- [Task item]:
Search the data for the word "below" and copy each line that has it.

- [Material for this exercise]:
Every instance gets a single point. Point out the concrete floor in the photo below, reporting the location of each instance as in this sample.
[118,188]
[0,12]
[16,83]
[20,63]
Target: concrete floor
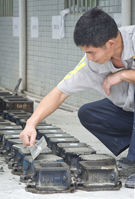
[12,188]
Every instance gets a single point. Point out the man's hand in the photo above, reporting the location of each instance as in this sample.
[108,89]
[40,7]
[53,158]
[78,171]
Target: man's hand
[110,80]
[28,136]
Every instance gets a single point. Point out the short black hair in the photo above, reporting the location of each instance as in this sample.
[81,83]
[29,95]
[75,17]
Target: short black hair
[95,28]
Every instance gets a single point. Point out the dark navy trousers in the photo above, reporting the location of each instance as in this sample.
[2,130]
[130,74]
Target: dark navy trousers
[113,126]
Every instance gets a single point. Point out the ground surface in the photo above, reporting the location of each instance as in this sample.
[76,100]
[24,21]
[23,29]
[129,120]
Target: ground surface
[12,188]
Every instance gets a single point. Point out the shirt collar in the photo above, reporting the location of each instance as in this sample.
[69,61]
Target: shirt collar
[128,51]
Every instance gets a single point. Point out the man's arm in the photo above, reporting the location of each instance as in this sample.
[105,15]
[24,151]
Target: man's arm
[47,106]
[116,78]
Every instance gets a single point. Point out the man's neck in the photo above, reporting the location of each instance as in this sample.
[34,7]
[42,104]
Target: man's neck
[119,47]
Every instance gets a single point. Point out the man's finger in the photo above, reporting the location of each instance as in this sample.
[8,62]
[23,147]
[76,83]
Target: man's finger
[32,140]
[25,140]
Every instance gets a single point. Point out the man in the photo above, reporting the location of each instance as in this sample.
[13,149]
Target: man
[108,67]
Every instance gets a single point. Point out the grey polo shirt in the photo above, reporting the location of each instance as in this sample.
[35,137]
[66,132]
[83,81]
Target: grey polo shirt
[88,74]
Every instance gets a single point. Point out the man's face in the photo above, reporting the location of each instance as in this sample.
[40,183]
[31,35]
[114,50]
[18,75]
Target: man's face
[99,55]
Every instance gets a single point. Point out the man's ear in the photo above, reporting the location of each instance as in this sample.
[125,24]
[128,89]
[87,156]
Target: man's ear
[110,43]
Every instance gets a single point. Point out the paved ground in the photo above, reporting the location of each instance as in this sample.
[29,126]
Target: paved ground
[12,188]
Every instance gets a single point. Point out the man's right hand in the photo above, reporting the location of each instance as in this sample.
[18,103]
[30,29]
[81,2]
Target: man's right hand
[28,136]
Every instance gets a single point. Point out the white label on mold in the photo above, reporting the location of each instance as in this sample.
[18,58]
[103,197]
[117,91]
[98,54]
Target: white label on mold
[73,144]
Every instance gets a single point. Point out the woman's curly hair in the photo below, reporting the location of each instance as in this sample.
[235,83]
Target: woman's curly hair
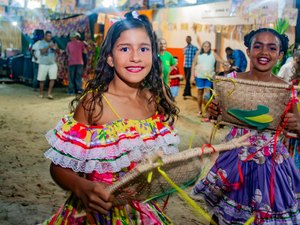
[161,94]
[284,40]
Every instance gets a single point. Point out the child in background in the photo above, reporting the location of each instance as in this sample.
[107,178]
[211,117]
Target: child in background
[123,116]
[175,78]
[240,183]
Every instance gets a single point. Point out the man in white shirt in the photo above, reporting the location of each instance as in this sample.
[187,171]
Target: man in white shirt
[35,52]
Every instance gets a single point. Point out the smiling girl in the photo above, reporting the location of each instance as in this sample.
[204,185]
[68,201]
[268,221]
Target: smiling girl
[122,116]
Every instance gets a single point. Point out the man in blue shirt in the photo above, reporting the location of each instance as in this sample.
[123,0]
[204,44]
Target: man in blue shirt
[238,57]
[189,54]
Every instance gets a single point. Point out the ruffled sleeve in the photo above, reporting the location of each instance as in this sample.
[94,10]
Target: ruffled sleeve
[110,147]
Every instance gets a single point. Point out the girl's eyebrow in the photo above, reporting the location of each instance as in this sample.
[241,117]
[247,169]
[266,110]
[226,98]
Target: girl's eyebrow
[261,43]
[128,44]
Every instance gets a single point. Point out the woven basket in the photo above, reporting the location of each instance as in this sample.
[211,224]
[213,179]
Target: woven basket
[183,168]
[247,95]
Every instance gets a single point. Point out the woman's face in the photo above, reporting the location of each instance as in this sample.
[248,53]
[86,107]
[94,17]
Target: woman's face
[206,47]
[264,51]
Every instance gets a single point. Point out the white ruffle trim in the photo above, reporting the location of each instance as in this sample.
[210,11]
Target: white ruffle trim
[108,158]
[88,166]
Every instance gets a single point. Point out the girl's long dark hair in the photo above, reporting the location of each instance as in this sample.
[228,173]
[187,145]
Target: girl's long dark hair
[161,95]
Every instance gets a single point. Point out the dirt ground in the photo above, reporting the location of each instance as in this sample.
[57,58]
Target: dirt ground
[27,193]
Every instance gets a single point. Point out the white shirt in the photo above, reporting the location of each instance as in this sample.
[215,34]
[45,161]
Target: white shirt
[36,49]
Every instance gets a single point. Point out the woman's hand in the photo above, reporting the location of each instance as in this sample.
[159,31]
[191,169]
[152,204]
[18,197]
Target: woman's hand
[94,196]
[213,109]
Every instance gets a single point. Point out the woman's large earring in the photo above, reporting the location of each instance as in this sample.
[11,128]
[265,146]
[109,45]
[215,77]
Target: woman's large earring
[110,62]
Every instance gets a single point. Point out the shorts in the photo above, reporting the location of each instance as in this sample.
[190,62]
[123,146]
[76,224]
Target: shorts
[44,70]
[174,91]
[203,83]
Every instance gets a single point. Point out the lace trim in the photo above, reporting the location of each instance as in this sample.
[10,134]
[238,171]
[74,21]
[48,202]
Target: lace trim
[86,153]
[102,166]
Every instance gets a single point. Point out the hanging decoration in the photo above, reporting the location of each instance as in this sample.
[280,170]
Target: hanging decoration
[59,28]
[136,4]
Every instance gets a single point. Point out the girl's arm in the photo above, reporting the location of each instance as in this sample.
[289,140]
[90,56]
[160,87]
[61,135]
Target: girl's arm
[194,64]
[93,194]
[218,58]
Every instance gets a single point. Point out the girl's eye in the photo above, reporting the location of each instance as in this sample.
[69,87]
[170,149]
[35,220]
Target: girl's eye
[273,48]
[124,49]
[144,49]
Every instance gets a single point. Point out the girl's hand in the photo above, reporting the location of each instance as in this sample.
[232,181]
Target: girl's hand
[292,122]
[213,109]
[94,196]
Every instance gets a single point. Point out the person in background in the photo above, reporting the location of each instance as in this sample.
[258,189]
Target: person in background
[35,52]
[227,68]
[257,180]
[189,53]
[175,78]
[203,69]
[167,60]
[47,63]
[291,71]
[123,116]
[238,57]
[75,48]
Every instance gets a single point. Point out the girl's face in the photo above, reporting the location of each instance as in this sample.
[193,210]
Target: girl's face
[131,56]
[265,51]
[162,45]
[206,47]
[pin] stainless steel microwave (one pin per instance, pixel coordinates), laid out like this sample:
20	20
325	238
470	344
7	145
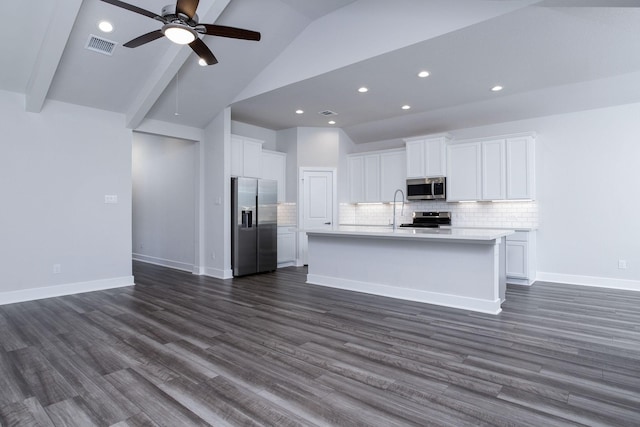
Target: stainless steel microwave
427	188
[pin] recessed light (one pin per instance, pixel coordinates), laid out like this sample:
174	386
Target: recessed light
105	26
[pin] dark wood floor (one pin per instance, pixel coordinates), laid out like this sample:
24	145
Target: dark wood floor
180	350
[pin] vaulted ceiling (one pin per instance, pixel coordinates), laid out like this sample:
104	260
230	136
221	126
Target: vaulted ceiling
551	56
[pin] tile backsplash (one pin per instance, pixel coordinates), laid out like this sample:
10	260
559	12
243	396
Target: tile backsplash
481	214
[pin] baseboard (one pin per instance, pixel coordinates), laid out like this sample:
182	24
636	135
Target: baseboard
447	300
164	262
218	273
600	282
32	294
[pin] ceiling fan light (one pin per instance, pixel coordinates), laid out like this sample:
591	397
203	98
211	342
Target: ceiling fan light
179	33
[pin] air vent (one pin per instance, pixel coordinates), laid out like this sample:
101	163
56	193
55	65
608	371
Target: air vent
100	45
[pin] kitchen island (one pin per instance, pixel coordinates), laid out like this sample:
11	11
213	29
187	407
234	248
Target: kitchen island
460	268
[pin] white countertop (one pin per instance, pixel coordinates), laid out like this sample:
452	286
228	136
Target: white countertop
480	234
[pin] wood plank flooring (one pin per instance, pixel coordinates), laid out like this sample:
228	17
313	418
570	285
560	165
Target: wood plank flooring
183	350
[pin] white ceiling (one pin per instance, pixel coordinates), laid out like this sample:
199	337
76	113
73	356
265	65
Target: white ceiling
315	54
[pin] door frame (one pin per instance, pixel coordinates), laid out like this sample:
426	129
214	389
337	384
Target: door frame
301	234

- [Solution for this problem]:
Every instance gets a single point. Point out the concrete floor in the photo below, reporting the location of each instance as in this sample.
Every instance gets a single point. Point out the woman's curly hair in the photo below, reporting the location of each instance as in this sample.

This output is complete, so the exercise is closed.